[Collected data]
================
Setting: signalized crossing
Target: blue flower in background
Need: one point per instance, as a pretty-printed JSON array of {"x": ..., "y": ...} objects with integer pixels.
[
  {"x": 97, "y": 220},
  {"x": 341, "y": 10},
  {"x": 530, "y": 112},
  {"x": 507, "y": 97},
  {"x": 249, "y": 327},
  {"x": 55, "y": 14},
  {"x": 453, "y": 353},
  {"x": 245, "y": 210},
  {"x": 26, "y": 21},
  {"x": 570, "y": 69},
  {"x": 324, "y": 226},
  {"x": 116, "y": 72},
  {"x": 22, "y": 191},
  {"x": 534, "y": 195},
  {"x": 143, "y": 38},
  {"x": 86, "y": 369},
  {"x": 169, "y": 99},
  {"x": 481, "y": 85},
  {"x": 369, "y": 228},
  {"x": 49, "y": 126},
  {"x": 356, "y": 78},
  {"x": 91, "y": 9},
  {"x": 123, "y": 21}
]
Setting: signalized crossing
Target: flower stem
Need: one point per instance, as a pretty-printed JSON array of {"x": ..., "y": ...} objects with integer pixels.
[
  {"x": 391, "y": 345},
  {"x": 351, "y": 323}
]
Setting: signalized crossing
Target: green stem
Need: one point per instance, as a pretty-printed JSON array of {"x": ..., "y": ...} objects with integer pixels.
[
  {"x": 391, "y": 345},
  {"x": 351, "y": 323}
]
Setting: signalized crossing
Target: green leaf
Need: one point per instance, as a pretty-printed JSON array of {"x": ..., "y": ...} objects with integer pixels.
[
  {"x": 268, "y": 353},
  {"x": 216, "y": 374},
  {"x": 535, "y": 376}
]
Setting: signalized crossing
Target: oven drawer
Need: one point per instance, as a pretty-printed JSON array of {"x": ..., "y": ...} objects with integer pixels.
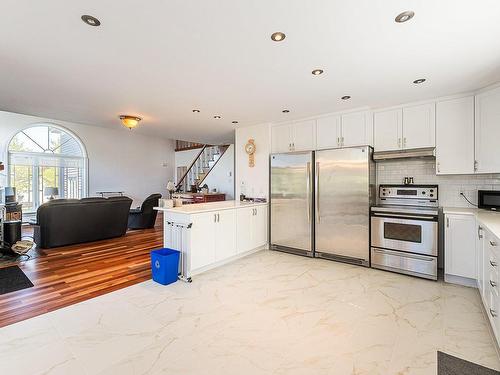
[
  {"x": 410, "y": 264},
  {"x": 411, "y": 235}
]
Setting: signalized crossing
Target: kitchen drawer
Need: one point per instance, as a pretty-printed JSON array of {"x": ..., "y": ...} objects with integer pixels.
[{"x": 410, "y": 264}]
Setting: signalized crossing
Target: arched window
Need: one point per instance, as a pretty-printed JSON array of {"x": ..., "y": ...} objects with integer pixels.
[{"x": 46, "y": 156}]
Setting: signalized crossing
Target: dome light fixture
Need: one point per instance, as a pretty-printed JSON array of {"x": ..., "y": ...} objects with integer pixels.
[
  {"x": 130, "y": 121},
  {"x": 419, "y": 81},
  {"x": 91, "y": 21},
  {"x": 278, "y": 36},
  {"x": 405, "y": 16}
]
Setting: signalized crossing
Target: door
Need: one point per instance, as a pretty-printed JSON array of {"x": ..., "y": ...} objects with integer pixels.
[
  {"x": 488, "y": 131},
  {"x": 455, "y": 131},
  {"x": 419, "y": 126},
  {"x": 225, "y": 234},
  {"x": 202, "y": 237},
  {"x": 357, "y": 129},
  {"x": 342, "y": 203},
  {"x": 259, "y": 227},
  {"x": 281, "y": 138},
  {"x": 304, "y": 136},
  {"x": 388, "y": 129},
  {"x": 244, "y": 223},
  {"x": 291, "y": 201},
  {"x": 415, "y": 234},
  {"x": 328, "y": 132},
  {"x": 460, "y": 246}
]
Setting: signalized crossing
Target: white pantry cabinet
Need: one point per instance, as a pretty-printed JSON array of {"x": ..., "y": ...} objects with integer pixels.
[
  {"x": 251, "y": 226},
  {"x": 347, "y": 130},
  {"x": 405, "y": 128},
  {"x": 460, "y": 248},
  {"x": 487, "y": 133},
  {"x": 296, "y": 136},
  {"x": 455, "y": 136},
  {"x": 388, "y": 130}
]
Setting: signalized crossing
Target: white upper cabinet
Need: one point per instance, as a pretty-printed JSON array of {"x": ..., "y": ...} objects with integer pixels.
[
  {"x": 281, "y": 138},
  {"x": 328, "y": 132},
  {"x": 488, "y": 131},
  {"x": 304, "y": 135},
  {"x": 388, "y": 130},
  {"x": 455, "y": 136},
  {"x": 357, "y": 129},
  {"x": 419, "y": 126}
]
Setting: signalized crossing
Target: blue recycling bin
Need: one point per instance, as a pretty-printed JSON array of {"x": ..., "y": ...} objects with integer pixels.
[{"x": 165, "y": 265}]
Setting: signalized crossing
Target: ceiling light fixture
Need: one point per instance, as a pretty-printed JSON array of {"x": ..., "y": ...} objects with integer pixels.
[
  {"x": 419, "y": 81},
  {"x": 130, "y": 121},
  {"x": 91, "y": 21},
  {"x": 278, "y": 36},
  {"x": 405, "y": 16}
]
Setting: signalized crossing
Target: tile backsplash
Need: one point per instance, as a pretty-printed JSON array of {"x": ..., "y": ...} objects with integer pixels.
[{"x": 424, "y": 172}]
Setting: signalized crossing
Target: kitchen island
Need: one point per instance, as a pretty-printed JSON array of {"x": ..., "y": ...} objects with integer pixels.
[{"x": 212, "y": 234}]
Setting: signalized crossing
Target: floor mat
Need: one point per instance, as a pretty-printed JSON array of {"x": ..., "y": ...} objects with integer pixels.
[
  {"x": 13, "y": 279},
  {"x": 450, "y": 365}
]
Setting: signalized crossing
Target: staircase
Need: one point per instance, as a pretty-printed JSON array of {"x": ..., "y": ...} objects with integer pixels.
[{"x": 201, "y": 167}]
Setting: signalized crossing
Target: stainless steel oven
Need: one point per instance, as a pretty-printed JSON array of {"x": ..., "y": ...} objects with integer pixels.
[{"x": 404, "y": 230}]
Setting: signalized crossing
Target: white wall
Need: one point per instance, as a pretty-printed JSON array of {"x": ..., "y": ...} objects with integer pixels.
[
  {"x": 119, "y": 159},
  {"x": 450, "y": 186},
  {"x": 253, "y": 181},
  {"x": 220, "y": 178}
]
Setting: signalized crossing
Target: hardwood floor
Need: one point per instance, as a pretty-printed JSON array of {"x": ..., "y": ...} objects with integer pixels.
[{"x": 71, "y": 274}]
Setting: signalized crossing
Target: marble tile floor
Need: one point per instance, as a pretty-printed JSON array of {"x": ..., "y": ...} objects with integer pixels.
[{"x": 269, "y": 313}]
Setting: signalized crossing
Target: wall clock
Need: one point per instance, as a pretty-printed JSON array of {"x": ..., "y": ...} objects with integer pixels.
[{"x": 250, "y": 150}]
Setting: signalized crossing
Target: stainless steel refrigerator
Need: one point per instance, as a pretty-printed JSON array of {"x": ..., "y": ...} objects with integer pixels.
[{"x": 320, "y": 203}]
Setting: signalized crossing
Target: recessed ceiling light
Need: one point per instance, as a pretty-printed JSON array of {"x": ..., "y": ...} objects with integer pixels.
[
  {"x": 91, "y": 21},
  {"x": 130, "y": 121},
  {"x": 278, "y": 36},
  {"x": 418, "y": 81},
  {"x": 405, "y": 16}
]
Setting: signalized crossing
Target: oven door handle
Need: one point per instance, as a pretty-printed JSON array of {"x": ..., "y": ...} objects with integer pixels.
[
  {"x": 404, "y": 216},
  {"x": 404, "y": 255}
]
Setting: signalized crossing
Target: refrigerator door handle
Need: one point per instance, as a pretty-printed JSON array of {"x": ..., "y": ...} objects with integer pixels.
[
  {"x": 308, "y": 192},
  {"x": 316, "y": 187}
]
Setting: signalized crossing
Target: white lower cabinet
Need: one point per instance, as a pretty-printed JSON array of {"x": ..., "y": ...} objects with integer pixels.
[
  {"x": 460, "y": 247},
  {"x": 251, "y": 230}
]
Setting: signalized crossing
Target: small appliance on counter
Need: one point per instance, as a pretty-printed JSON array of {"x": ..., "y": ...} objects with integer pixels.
[
  {"x": 404, "y": 230},
  {"x": 489, "y": 199}
]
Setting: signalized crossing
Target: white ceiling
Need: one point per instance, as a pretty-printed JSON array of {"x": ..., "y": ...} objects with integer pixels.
[{"x": 160, "y": 59}]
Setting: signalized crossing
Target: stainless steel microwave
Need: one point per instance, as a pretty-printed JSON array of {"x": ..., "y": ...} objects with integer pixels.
[{"x": 489, "y": 199}]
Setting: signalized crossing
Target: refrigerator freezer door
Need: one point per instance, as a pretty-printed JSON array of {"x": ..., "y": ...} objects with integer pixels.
[
  {"x": 291, "y": 202},
  {"x": 343, "y": 204}
]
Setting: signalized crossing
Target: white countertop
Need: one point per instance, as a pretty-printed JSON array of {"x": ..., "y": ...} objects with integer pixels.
[
  {"x": 207, "y": 207},
  {"x": 490, "y": 219}
]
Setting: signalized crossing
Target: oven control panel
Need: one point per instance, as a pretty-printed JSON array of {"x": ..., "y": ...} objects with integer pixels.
[{"x": 417, "y": 192}]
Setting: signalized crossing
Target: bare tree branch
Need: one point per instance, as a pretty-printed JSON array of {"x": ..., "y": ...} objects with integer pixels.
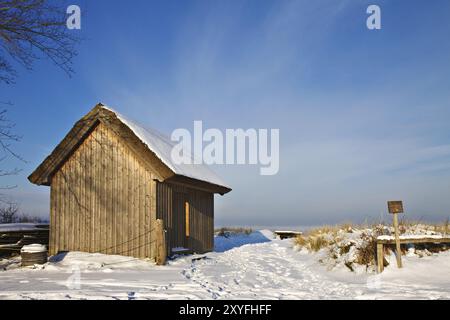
[{"x": 31, "y": 29}]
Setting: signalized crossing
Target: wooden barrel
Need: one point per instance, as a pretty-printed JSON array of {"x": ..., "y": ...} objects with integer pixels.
[{"x": 33, "y": 254}]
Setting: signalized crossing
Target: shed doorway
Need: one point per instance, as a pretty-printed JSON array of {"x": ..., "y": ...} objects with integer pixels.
[{"x": 181, "y": 221}]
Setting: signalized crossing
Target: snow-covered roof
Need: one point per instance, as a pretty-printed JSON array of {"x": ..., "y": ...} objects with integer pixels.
[
  {"x": 162, "y": 146},
  {"x": 8, "y": 227}
]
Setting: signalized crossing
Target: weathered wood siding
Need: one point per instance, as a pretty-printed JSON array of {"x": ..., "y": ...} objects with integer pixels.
[
  {"x": 170, "y": 207},
  {"x": 103, "y": 199}
]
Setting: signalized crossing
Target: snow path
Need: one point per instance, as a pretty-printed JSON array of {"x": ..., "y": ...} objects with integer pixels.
[
  {"x": 267, "y": 269},
  {"x": 262, "y": 271}
]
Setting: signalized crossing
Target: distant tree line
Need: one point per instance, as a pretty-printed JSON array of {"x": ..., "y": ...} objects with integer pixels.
[{"x": 11, "y": 214}]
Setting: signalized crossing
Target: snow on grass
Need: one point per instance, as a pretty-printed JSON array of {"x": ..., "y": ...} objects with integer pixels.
[
  {"x": 256, "y": 266},
  {"x": 21, "y": 227}
]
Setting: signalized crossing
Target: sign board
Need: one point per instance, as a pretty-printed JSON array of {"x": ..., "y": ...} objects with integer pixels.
[{"x": 395, "y": 206}]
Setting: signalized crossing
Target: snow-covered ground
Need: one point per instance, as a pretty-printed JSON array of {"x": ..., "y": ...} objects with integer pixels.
[{"x": 243, "y": 267}]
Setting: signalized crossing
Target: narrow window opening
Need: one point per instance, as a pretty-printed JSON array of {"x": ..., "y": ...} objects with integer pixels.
[{"x": 186, "y": 209}]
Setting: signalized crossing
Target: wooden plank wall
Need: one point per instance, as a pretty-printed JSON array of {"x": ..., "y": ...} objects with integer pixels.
[
  {"x": 103, "y": 200},
  {"x": 171, "y": 209}
]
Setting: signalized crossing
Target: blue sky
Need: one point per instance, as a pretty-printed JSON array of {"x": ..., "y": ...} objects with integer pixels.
[{"x": 363, "y": 115}]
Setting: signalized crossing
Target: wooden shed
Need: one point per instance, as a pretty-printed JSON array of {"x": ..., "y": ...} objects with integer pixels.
[{"x": 111, "y": 179}]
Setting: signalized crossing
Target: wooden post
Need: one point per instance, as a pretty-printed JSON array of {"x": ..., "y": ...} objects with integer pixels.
[
  {"x": 397, "y": 242},
  {"x": 380, "y": 257},
  {"x": 161, "y": 253}
]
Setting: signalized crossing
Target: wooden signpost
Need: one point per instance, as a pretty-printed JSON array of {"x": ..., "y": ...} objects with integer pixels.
[{"x": 396, "y": 207}]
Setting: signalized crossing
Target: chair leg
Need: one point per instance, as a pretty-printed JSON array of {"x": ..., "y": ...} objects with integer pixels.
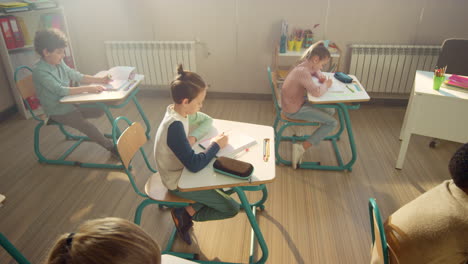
[
  {"x": 12, "y": 250},
  {"x": 139, "y": 210}
]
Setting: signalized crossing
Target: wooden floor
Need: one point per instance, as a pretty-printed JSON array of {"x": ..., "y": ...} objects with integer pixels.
[{"x": 311, "y": 216}]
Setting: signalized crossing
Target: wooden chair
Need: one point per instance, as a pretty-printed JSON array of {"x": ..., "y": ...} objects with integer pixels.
[
  {"x": 12, "y": 250},
  {"x": 27, "y": 90},
  {"x": 128, "y": 144},
  {"x": 280, "y": 72}
]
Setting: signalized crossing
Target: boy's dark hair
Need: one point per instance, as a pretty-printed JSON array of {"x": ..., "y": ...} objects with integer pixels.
[
  {"x": 458, "y": 167},
  {"x": 186, "y": 85},
  {"x": 317, "y": 49},
  {"x": 50, "y": 39}
]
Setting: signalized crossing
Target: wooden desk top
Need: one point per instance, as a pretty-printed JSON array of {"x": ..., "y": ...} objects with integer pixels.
[
  {"x": 334, "y": 95},
  {"x": 105, "y": 96},
  {"x": 170, "y": 259},
  {"x": 264, "y": 172}
]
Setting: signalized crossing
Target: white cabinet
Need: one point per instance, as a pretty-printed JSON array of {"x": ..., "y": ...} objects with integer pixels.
[{"x": 29, "y": 22}]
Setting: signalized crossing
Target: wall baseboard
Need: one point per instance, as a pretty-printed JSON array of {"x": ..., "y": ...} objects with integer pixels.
[{"x": 8, "y": 112}]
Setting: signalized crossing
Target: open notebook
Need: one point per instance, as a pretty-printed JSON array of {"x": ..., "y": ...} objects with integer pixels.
[
  {"x": 122, "y": 77},
  {"x": 237, "y": 142}
]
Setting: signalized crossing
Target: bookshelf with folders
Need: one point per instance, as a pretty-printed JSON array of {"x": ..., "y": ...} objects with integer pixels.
[{"x": 16, "y": 44}]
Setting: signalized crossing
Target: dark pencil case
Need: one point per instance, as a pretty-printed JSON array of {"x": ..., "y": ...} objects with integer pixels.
[
  {"x": 343, "y": 77},
  {"x": 233, "y": 168}
]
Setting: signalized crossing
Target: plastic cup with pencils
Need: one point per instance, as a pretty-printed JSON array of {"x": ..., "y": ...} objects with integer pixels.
[{"x": 439, "y": 78}]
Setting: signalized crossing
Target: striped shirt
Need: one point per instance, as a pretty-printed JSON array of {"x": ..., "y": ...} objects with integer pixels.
[{"x": 297, "y": 84}]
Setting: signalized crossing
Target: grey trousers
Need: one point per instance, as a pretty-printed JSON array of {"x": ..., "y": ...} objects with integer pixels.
[
  {"x": 211, "y": 204},
  {"x": 77, "y": 120}
]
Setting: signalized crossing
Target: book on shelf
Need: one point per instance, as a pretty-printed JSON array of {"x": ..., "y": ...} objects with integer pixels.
[
  {"x": 121, "y": 76},
  {"x": 17, "y": 34},
  {"x": 40, "y": 4}
]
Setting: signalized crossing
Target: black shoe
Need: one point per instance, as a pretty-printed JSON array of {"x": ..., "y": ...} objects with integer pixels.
[{"x": 183, "y": 222}]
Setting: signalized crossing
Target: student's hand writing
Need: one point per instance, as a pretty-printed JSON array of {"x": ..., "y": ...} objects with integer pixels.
[
  {"x": 221, "y": 140},
  {"x": 95, "y": 89},
  {"x": 322, "y": 78},
  {"x": 192, "y": 140}
]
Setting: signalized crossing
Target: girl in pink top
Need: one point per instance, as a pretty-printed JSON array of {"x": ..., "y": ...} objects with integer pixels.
[{"x": 295, "y": 106}]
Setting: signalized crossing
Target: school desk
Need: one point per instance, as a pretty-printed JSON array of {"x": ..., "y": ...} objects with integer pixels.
[
  {"x": 338, "y": 97},
  {"x": 439, "y": 114},
  {"x": 264, "y": 172},
  {"x": 111, "y": 99}
]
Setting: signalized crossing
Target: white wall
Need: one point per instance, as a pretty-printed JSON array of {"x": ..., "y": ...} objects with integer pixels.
[{"x": 240, "y": 35}]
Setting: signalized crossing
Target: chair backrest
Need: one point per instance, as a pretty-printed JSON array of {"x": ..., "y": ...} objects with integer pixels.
[
  {"x": 379, "y": 240},
  {"x": 130, "y": 141},
  {"x": 25, "y": 85},
  {"x": 454, "y": 55},
  {"x": 274, "y": 89},
  {"x": 8, "y": 246}
]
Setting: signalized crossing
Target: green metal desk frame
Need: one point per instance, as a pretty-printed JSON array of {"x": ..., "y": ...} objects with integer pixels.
[
  {"x": 79, "y": 139},
  {"x": 343, "y": 116}
]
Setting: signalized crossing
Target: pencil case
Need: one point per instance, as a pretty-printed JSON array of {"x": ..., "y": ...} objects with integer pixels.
[
  {"x": 233, "y": 168},
  {"x": 343, "y": 77}
]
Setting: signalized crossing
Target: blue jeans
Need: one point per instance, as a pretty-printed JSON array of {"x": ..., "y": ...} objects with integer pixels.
[{"x": 324, "y": 116}]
================
**PROBLEM:**
What belongs in the answer is each line above from the line with "Target: blue flower in background" to the line with "Target: dome light fixture", inclusive, reproduced exactly and free of pictures.

**RESPONSE BOX:**
Target: blue flower in background
Need: one point per instance, as a pretty-printed JSON array of {"x": ..., "y": ...} objects with integer pixels.
[
  {"x": 97, "y": 220},
  {"x": 341, "y": 10},
  {"x": 530, "y": 112},
  {"x": 507, "y": 97},
  {"x": 249, "y": 327},
  {"x": 55, "y": 14},
  {"x": 453, "y": 353},
  {"x": 245, "y": 210},
  {"x": 26, "y": 21},
  {"x": 570, "y": 69},
  {"x": 324, "y": 226},
  {"x": 116, "y": 72},
  {"x": 22, "y": 191},
  {"x": 534, "y": 195},
  {"x": 143, "y": 38},
  {"x": 86, "y": 369},
  {"x": 169, "y": 99},
  {"x": 481, "y": 85},
  {"x": 369, "y": 228},
  {"x": 49, "y": 126},
  {"x": 356, "y": 78},
  {"x": 91, "y": 9},
  {"x": 123, "y": 21}
]
Setting: signalized crossing
Target: flower stem
Need: one point per instance, as a pretty-printed JSON array of {"x": ..., "y": ...} objects with integer pixels.
[
  {"x": 391, "y": 345},
  {"x": 351, "y": 323}
]
Setting: signalized crossing
Target: green stem
Need: one point per instance, as a pretty-printed JSON array of {"x": ..., "y": ...} objects with integer pixels.
[
  {"x": 391, "y": 345},
  {"x": 351, "y": 323}
]
Setting: signalized crossing
Target: green leaf
Need: one point per instance, as a pretty-printed JSON array of {"x": ..., "y": ...} objects with integer pixels.
[
  {"x": 268, "y": 353},
  {"x": 216, "y": 374},
  {"x": 535, "y": 376}
]
Setting: signalized crossing
Target: oven drawer
Need: one point per instance, as a pretty-printed JSON array of {"x": ..., "y": ...} objects with integer pixels.
[
  {"x": 410, "y": 264},
  {"x": 411, "y": 235}
]
Setting: signalized crossing
Target: kitchen drawer
Need: one point per instance, as a pretty-printed JSON array of {"x": ..., "y": ...} objects with integer pixels.
[{"x": 410, "y": 264}]
Setting: signalized crossing
Target: arched window
Need: one point per instance, as a pretty-printed JSON array of {"x": ..., "y": ...} objects with integer pixels.
[{"x": 46, "y": 156}]
Setting: signalized crossing
Target: dome light fixture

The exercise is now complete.